:: Source data ::

....

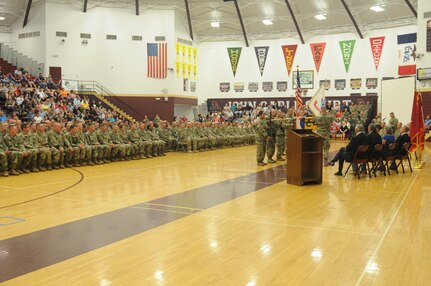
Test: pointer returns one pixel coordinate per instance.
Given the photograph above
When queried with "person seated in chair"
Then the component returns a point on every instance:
(374, 138)
(347, 153)
(401, 140)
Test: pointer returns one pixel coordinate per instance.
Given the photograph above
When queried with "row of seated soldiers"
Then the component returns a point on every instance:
(45, 146)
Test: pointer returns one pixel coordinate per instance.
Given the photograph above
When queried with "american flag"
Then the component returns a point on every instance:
(298, 92)
(157, 60)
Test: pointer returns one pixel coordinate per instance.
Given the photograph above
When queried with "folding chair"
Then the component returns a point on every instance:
(404, 155)
(376, 159)
(390, 158)
(361, 157)
(182, 146)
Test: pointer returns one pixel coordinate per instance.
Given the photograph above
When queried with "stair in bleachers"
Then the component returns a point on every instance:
(6, 67)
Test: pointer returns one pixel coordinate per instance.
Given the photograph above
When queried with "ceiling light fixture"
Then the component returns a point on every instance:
(320, 17)
(377, 8)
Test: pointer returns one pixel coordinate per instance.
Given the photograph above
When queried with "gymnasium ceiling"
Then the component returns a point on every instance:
(203, 12)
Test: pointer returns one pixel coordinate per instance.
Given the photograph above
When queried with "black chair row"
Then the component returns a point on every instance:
(365, 155)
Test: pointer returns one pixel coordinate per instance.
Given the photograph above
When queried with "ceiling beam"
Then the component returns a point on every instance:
(412, 8)
(27, 13)
(238, 12)
(85, 6)
(294, 21)
(352, 18)
(189, 18)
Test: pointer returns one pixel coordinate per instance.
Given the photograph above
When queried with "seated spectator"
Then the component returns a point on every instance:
(397, 132)
(3, 117)
(373, 137)
(347, 153)
(345, 129)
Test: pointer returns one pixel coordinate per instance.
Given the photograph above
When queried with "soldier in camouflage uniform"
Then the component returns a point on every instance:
(138, 145)
(146, 140)
(103, 137)
(71, 152)
(261, 139)
(17, 151)
(279, 135)
(159, 144)
(79, 140)
(4, 152)
(96, 149)
(323, 123)
(56, 144)
(28, 141)
(270, 147)
(45, 159)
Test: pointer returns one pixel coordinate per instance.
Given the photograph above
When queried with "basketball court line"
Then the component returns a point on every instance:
(388, 228)
(63, 242)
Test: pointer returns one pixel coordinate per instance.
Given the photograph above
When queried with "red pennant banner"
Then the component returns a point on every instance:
(289, 52)
(376, 49)
(317, 50)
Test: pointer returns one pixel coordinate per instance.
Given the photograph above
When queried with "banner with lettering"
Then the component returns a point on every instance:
(347, 48)
(289, 52)
(376, 49)
(261, 55)
(407, 54)
(317, 50)
(234, 55)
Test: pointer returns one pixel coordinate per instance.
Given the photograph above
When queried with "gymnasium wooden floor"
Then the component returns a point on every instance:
(213, 218)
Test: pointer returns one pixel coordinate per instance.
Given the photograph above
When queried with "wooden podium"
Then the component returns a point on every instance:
(304, 157)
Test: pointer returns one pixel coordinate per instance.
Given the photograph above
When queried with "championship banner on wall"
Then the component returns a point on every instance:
(238, 86)
(178, 69)
(355, 83)
(371, 83)
(184, 51)
(340, 84)
(184, 70)
(253, 86)
(267, 86)
(224, 86)
(178, 50)
(317, 51)
(326, 83)
(234, 55)
(347, 52)
(261, 55)
(282, 86)
(376, 49)
(407, 54)
(289, 52)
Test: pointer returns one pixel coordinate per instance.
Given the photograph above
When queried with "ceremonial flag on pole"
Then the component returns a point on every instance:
(317, 101)
(298, 92)
(407, 54)
(417, 128)
(157, 60)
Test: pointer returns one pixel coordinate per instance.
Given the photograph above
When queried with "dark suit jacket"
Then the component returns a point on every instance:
(405, 138)
(358, 140)
(374, 139)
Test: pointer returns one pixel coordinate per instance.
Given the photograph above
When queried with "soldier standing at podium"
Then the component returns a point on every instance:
(270, 146)
(323, 123)
(261, 138)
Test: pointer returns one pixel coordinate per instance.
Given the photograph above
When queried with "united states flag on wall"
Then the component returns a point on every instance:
(157, 60)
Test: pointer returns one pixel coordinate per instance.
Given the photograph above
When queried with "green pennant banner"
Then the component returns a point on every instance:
(347, 52)
(234, 54)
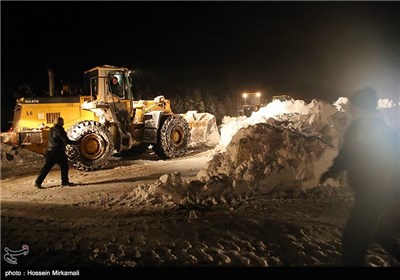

....

:: Given problem ::
Find every line in the data that contains the word "wall" and copy each of those lines.

:: Reply to the task ::
When queried with "championship banner on wall"
When queried with "united states flag on wall"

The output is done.